──────── Extracted text ────────

Sound Waves & Hearing (OCR Gateway GCSE Physics)

• Sound waves are vibrations of air molecules
• When a sound wave comes into contact with a solid those vibrations can be transferred to the solid
  • For example, sound waves can cause a drinking glass to vibrate
  • If the glass vibrates too much the movement causes the glass to shatter

• Sound is an example of a longitudinal wave, hence it consists of:
  • Compressions - regions of higher density
  • Rarefactions - regions of lower density

Sound is a longitudinal wave consisting of compressions and rarefactions - these are areas where the pressure of the air varies with the wave

• These compressions and rarefactions cause changes in pressure, which vary in time with the wave
  • Therefore, sound is a type of pressure wave

• This is the process which converts wave disturbances between sound waves and vibrations in solids (or liquids)

────────

Reproduce the sound waves and hearing notes above word for word, from the title through the final line.

──────── Record excerpts ────────

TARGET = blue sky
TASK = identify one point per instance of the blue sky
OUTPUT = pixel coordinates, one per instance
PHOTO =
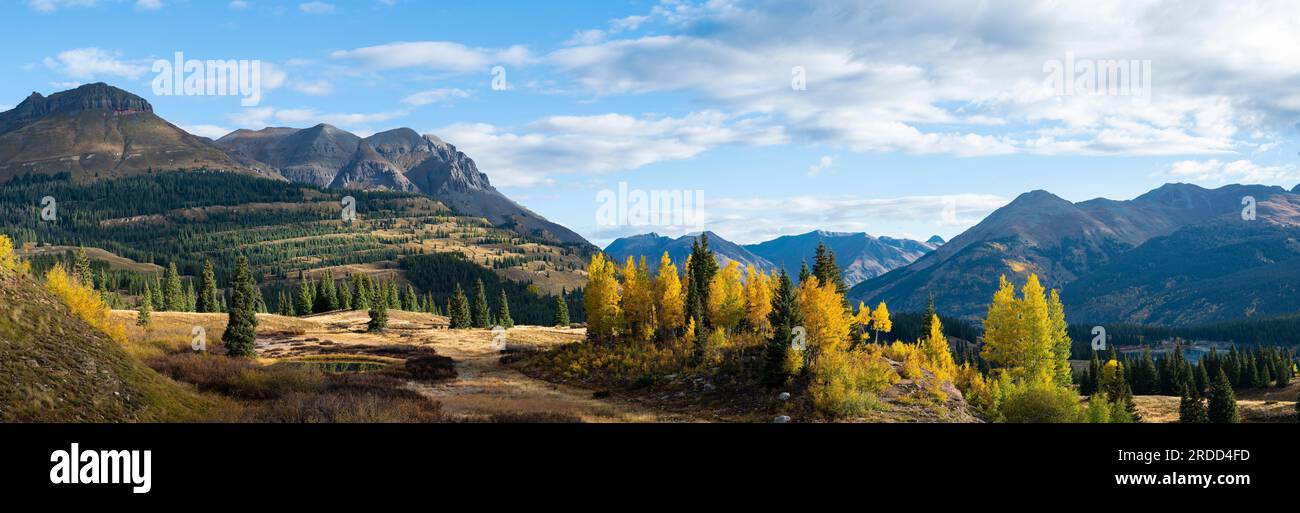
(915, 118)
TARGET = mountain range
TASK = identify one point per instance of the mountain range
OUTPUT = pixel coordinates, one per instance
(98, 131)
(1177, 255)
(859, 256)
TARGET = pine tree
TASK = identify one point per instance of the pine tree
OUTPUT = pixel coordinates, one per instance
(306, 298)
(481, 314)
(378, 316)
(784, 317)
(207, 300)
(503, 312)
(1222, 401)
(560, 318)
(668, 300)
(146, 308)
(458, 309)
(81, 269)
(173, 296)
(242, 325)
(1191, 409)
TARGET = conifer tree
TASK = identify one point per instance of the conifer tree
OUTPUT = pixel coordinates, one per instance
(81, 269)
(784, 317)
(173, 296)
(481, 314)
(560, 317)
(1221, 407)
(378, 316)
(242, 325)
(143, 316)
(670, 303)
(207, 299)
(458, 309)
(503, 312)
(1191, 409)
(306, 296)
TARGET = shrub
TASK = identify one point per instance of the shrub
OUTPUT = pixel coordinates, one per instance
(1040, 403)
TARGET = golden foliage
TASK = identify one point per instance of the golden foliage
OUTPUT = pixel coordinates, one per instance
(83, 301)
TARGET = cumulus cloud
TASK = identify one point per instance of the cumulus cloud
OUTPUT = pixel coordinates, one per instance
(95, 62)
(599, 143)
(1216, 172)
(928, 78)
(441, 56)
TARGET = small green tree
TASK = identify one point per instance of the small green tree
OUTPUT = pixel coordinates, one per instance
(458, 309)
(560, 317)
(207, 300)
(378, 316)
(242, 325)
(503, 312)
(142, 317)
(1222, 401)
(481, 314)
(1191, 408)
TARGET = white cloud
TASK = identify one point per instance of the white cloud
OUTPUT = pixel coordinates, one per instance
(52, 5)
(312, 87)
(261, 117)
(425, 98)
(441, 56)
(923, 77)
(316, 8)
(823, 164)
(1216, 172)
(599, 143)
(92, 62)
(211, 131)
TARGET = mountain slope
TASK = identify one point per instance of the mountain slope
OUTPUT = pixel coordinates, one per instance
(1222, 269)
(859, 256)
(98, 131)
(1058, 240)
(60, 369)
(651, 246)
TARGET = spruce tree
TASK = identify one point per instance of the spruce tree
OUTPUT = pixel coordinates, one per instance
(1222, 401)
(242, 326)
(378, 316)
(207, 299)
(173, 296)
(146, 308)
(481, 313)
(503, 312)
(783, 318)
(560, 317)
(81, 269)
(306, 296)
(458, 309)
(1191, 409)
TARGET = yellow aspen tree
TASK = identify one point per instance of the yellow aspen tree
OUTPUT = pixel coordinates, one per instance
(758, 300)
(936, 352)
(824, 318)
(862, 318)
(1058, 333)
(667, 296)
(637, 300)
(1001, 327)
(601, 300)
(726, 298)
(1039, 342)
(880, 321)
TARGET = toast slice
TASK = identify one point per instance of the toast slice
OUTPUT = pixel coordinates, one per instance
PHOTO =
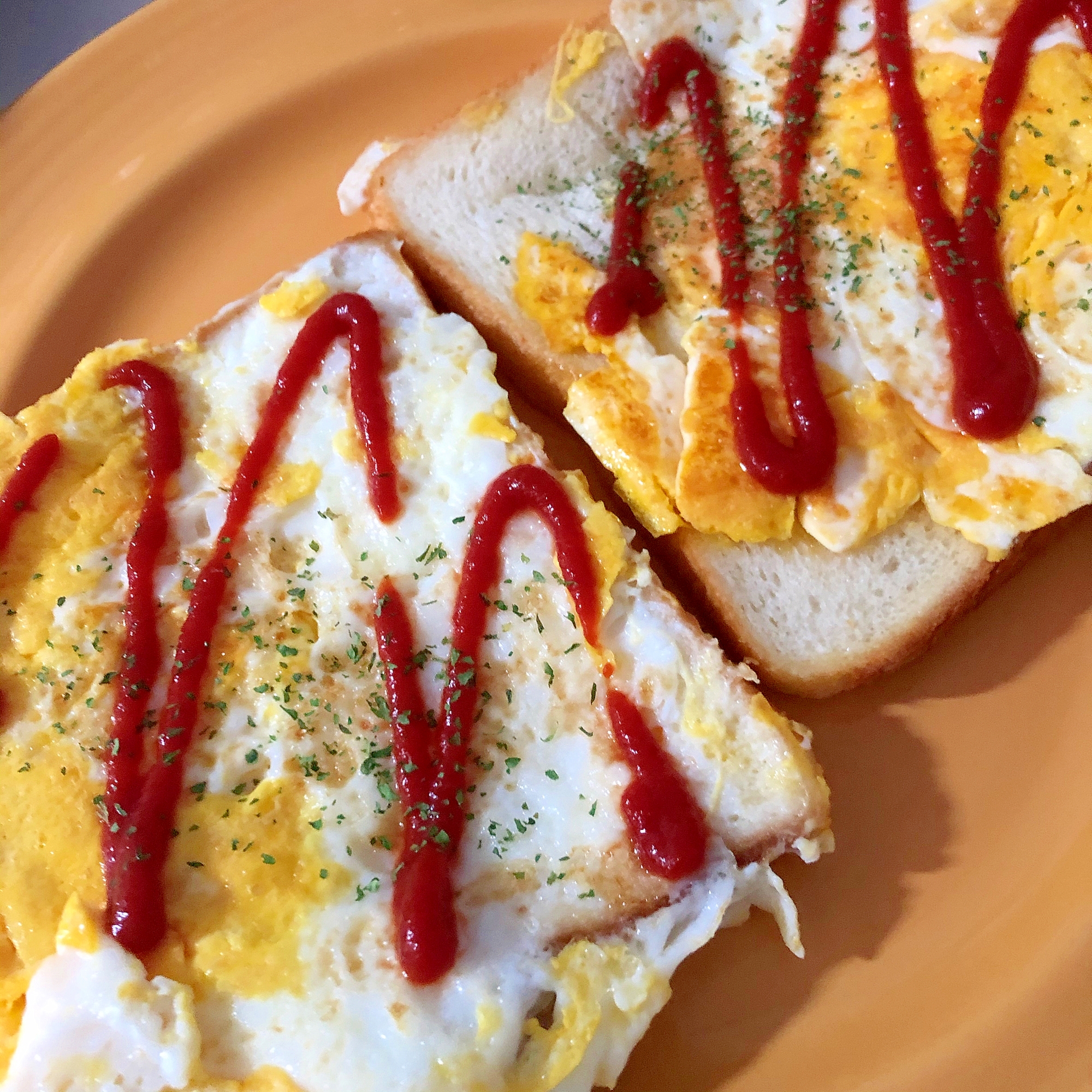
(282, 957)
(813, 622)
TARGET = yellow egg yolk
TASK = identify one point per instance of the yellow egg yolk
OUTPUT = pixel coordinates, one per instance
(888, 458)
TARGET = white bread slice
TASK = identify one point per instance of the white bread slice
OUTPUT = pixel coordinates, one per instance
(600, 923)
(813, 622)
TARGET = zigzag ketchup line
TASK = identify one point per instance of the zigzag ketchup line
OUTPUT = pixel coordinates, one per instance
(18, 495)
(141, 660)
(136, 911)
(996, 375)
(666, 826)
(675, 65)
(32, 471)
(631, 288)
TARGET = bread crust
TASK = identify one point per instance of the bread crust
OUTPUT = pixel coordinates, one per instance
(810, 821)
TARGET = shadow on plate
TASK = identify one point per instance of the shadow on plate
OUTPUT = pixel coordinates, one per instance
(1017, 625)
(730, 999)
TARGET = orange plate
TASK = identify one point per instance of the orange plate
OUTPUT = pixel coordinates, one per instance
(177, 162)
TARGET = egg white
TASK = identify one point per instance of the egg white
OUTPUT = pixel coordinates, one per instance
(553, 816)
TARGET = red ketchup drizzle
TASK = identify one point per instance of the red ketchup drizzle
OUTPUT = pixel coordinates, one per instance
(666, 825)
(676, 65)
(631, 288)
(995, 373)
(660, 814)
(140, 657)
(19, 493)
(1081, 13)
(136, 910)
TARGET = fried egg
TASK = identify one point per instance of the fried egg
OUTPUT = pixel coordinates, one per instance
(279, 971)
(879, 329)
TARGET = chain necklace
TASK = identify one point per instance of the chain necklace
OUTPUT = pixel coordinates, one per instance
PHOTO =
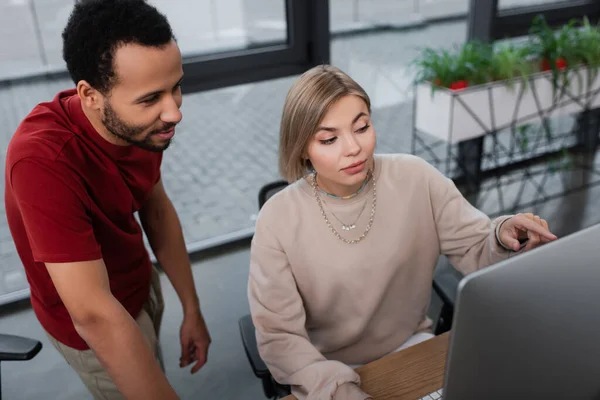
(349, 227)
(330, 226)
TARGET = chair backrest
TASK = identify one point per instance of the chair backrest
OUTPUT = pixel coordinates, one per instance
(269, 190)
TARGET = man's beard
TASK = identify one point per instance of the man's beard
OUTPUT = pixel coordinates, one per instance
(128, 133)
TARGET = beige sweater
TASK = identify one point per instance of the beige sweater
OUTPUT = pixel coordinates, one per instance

────────

Response to the task
Sound Waves & Hearing (OCR Gateway GCSE Physics)

• Sound waves are vibrations of air molecules
• When a sound wave comes into contact with a solid those vibrations can be transferred to the solid
  • For example, sound waves can cause a drinking glass to vibrate
  • If the glass vibrates too much the movement causes the glass to shatter

• Sound is an example of a longitudinal wave, hence it consists of:
  • Compressions - regions of higher density
  • Rarefactions - regions of lower density

Sound is a longitudinal wave consisting of compressions and rarefactions - these are areas where the pressure of the air varies with the wave

• These compressions and rarefactions cause changes in pressure, which vary in time with the wave
  • Therefore, sound is a type of pressure wave

• This is the process which converts wave disturbances between sound waves and vibrations in solids (or liquids)